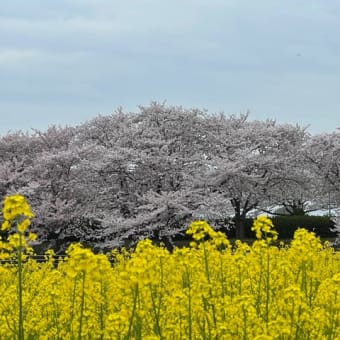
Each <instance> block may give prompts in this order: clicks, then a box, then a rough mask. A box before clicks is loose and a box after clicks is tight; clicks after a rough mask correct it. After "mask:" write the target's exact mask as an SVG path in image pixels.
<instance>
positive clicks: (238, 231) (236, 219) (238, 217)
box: [234, 216, 246, 240]
mask: <svg viewBox="0 0 340 340" xmlns="http://www.w3.org/2000/svg"><path fill="white" fill-rule="evenodd" d="M234 222H235V232H236V239H237V240H244V239H245V237H246V230H245V219H244V218H243V217H242V216H238V217H235V218H234Z"/></svg>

--------------------

Prompt ::
Your copy of the entries above must be exact and must not include pictures.

Result of this task ::
Each <instance> block may give prompts in this order: clicks, then a box, then a rough mask. A box before clicks is loose and a box after clicks is tight; clicks after a rough mask correct it. After "mask:" write the target's exact mask as an SVG path in image pixels.
<instance>
positive clicks: (238, 231) (236, 219) (238, 217)
box: [234, 216, 246, 240]
mask: <svg viewBox="0 0 340 340" xmlns="http://www.w3.org/2000/svg"><path fill="white" fill-rule="evenodd" d="M234 222H235V232H236V239H237V240H244V239H245V237H246V230H245V219H244V218H243V217H242V216H238V217H235V218H234Z"/></svg>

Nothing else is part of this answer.